____ Tekstfragment

4.3.2.Beoordeling
Vaststaat dat op 8 oktober 2022 omstreeks 06:00 uur op de Aveling te Hoogvliet een verkeersongeval heeft plaatsgevonden tussen een personenauto, een Hyundai Kona met kenteken [kenteken01] , en een bromfiets ten gevolge waarvan de bestuurder van de bromfiets, [slachtoffer03] , zwaar lichamelijk letsel heeft opgelopen. Het letsel bestond onder meer uit een gebroken neus, tien gebroken ribben, een scheur in de nier en lever en een abces in de rechterknie, waarvoor een operatie noodzakelijk was.
De bestuurder van de personenauto is na dit verkeersongeval doorgereden. De rechtbank ziet zich voor de vraag gesteld of de verdachte de bestuurder is geweest van de personenauto die dit verkeersongeval heeft veroorzaakt.
Op basis van het dossier en het verhandelde ter terechtzitting stelt de rechtbank verder de volgende feiten en omstandigheden vast.

________

• [Opdracht 1] Op welke weg in Hoogvliet gebeurde het verkeersongeval volgens het tekstfragment?
• [Opdracht 2] Zet het tekstfragment over het verkeersongeval voort, te beginnen na de laatste zin.
De rijen die nu volgen, zijn afkomstig uit een andere bron.

____ Fragmenten uit gegevens

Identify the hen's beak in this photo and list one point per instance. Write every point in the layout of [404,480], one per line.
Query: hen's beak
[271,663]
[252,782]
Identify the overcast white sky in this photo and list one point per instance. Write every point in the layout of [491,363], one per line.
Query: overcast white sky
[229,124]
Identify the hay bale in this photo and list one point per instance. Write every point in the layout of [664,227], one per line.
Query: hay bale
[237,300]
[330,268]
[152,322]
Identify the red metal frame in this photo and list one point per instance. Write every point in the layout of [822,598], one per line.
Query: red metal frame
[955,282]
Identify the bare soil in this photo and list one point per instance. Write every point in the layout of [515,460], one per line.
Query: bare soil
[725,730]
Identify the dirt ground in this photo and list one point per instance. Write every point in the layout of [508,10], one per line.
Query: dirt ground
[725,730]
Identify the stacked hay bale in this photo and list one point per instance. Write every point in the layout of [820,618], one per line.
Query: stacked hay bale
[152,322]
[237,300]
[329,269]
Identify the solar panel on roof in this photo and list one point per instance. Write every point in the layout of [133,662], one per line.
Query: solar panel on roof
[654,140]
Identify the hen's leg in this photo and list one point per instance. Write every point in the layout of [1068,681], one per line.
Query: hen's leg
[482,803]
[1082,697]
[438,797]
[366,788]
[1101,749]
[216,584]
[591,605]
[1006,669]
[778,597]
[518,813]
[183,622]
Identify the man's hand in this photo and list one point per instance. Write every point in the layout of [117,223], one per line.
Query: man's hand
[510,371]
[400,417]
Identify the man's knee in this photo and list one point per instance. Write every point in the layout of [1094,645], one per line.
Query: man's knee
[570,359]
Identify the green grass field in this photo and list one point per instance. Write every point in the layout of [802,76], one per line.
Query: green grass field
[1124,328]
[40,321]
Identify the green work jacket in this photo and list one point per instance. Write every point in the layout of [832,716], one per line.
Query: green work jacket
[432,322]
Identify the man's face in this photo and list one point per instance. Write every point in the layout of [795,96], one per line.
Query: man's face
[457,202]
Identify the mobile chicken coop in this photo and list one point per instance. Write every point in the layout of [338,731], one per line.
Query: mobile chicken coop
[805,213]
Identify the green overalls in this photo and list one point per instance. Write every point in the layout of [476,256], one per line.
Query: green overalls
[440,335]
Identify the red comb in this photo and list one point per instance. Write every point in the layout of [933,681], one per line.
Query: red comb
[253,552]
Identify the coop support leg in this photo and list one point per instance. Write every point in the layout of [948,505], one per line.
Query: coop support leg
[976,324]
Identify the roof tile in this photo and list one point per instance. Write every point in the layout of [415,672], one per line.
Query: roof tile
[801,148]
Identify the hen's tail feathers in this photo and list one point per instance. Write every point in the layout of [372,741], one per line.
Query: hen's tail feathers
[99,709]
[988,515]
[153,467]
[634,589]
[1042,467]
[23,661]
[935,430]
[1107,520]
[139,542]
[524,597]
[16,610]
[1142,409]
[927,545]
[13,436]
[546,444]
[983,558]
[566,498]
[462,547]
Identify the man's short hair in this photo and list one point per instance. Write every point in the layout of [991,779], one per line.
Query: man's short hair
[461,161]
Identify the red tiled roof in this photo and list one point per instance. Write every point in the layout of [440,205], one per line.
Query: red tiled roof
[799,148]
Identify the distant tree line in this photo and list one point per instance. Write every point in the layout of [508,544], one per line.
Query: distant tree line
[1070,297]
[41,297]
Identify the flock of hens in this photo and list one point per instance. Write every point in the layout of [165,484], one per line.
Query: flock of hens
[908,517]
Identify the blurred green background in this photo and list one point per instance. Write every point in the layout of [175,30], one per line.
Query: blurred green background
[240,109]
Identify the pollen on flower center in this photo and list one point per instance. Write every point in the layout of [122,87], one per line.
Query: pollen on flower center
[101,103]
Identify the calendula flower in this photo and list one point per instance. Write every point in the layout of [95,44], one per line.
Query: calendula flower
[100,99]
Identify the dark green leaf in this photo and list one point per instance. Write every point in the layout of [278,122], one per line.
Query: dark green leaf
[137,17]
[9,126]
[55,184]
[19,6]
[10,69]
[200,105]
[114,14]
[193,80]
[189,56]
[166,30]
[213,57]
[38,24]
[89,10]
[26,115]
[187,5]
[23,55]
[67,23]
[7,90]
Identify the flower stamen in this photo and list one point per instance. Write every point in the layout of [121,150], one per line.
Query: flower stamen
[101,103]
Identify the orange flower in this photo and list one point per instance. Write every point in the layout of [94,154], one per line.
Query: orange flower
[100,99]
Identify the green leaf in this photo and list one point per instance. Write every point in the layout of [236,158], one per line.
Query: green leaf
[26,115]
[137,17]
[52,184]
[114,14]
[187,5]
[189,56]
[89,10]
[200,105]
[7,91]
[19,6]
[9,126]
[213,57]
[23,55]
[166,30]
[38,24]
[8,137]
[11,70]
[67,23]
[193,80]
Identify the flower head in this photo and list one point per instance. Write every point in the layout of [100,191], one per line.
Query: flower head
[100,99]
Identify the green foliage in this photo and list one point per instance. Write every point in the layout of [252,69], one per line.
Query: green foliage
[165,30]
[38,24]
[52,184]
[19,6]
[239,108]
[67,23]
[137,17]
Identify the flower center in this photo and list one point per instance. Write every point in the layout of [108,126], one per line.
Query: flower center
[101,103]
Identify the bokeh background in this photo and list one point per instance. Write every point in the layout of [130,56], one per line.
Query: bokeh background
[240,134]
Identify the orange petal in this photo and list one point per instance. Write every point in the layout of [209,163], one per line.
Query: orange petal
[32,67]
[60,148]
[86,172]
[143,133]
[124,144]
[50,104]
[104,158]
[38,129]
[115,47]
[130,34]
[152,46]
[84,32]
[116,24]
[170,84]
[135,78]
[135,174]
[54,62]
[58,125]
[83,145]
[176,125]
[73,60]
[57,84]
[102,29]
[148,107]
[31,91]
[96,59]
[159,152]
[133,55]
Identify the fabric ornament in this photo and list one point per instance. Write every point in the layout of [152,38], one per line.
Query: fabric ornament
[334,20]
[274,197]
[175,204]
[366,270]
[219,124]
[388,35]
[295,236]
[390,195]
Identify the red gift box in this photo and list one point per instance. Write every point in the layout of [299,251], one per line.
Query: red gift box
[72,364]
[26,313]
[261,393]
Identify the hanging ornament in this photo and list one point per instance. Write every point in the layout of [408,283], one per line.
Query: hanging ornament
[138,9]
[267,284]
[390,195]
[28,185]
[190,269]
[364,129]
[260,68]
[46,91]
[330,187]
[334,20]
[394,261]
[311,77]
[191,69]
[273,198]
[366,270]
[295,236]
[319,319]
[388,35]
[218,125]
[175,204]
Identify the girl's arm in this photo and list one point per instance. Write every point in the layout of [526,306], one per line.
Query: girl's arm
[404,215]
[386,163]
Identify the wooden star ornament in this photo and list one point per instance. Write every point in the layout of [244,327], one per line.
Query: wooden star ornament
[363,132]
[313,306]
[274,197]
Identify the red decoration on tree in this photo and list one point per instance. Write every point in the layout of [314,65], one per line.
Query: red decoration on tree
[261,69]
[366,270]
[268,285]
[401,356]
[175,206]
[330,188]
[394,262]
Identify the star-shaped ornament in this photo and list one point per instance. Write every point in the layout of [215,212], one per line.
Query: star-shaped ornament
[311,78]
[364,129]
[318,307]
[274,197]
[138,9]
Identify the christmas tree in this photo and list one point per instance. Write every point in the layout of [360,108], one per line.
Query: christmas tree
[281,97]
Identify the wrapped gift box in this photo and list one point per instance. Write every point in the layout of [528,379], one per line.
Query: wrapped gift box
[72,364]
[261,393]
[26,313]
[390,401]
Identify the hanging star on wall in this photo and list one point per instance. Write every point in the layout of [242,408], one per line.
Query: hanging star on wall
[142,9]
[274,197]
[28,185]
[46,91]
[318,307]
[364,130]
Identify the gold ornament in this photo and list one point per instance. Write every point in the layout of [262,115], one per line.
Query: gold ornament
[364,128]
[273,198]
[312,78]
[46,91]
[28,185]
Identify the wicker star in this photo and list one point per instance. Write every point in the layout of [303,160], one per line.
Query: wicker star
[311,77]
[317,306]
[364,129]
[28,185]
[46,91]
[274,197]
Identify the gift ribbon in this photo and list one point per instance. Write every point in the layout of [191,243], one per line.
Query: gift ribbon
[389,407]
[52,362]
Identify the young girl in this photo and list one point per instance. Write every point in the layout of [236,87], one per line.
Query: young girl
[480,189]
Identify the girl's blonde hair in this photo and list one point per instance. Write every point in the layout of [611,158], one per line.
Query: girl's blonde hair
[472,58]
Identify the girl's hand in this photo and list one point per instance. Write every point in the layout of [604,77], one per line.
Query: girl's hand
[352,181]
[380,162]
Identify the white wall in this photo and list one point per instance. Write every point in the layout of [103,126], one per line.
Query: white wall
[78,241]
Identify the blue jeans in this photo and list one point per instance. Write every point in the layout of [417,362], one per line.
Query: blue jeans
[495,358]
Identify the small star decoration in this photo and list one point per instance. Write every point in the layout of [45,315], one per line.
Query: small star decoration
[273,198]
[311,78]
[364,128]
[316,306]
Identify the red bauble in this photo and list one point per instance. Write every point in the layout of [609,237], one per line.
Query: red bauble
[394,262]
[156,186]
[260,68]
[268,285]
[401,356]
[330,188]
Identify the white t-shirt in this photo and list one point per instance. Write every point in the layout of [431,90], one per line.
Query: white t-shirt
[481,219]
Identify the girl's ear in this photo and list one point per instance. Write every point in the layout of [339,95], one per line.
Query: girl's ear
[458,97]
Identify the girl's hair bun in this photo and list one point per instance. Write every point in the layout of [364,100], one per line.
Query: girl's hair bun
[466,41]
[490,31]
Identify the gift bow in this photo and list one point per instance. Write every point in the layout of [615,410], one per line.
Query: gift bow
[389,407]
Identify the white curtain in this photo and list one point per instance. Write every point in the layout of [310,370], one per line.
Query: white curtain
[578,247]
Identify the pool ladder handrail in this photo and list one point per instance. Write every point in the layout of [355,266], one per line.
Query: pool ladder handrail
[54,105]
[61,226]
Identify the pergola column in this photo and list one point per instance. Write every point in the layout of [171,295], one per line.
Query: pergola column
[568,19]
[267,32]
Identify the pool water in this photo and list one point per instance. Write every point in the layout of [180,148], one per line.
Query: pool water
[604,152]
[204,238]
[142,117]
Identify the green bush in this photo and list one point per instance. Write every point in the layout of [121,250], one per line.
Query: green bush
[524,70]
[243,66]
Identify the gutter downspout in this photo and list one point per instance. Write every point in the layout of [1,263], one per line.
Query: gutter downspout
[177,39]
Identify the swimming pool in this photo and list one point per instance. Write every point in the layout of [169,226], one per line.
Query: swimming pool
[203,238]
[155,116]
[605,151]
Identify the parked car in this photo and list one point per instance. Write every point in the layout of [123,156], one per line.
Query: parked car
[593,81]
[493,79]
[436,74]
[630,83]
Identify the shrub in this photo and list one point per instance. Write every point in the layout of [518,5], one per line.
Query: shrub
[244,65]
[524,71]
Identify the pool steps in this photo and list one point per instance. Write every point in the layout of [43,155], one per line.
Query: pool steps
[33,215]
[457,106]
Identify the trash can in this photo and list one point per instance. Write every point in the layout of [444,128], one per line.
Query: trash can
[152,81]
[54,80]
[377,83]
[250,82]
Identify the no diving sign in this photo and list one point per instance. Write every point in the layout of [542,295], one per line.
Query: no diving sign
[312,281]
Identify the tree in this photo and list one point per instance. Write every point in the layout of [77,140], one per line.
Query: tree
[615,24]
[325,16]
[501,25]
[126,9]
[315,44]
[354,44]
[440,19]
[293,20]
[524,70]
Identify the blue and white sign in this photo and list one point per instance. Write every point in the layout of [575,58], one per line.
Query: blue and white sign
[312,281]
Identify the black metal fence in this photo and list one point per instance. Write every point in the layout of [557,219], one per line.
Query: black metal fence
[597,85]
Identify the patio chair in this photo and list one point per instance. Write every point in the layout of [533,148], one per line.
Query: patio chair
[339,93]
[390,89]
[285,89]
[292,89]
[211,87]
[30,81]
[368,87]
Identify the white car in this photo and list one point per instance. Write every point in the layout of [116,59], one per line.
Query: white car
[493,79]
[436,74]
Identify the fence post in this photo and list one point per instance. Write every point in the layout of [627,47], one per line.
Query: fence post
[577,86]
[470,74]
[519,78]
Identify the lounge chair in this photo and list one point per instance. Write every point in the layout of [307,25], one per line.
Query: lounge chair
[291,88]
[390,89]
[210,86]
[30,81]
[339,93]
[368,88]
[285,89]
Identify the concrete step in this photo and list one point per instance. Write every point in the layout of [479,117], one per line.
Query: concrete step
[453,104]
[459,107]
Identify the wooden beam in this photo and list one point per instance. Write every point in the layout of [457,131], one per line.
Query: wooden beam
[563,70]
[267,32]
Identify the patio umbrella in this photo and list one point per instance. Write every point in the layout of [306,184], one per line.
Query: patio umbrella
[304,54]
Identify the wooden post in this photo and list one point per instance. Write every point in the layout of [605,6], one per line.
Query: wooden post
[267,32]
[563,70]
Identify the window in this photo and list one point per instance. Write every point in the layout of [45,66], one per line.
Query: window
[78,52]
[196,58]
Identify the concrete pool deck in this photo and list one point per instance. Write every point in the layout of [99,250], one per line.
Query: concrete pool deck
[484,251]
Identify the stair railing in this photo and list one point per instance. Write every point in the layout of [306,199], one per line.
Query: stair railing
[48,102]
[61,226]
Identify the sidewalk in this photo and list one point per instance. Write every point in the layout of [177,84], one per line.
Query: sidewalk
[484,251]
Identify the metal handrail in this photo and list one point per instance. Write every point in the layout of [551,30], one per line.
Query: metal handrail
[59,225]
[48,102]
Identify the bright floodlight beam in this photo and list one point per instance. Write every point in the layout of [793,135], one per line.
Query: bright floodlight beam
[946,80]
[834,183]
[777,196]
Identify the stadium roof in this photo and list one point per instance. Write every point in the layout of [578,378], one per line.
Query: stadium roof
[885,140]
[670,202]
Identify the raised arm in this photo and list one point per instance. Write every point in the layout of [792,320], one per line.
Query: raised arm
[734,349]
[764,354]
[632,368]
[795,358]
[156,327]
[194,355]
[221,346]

________

• [Antwoord 1] Op de Aveling.

• [Antwoord 2]
Omstreeks 6:25 uur komen de politieagenten ter plaatse. Zij zien op het wegdek de bromfiets liggen met zeer forse schade. Ook zien zij meerdere onderdelen rondom de bromfiets liggen waaronder een kentekenplaat afkomstig van een personenauto. Het betreft de kentekenplaat van een Hyundai Kona met kentekennummer [kenteken01] .
Ter plaatse verklaart de getuige [getuige04] (hierna: [getuige04] ) dat hij op de [voornaam getuige04] stond te wachten voor het rode verkeerslicht, dat een scooter de rijbaan kruiste en dat hij op dat moment een enorme klap hoorde waarna de scooter over het wegdek tolde.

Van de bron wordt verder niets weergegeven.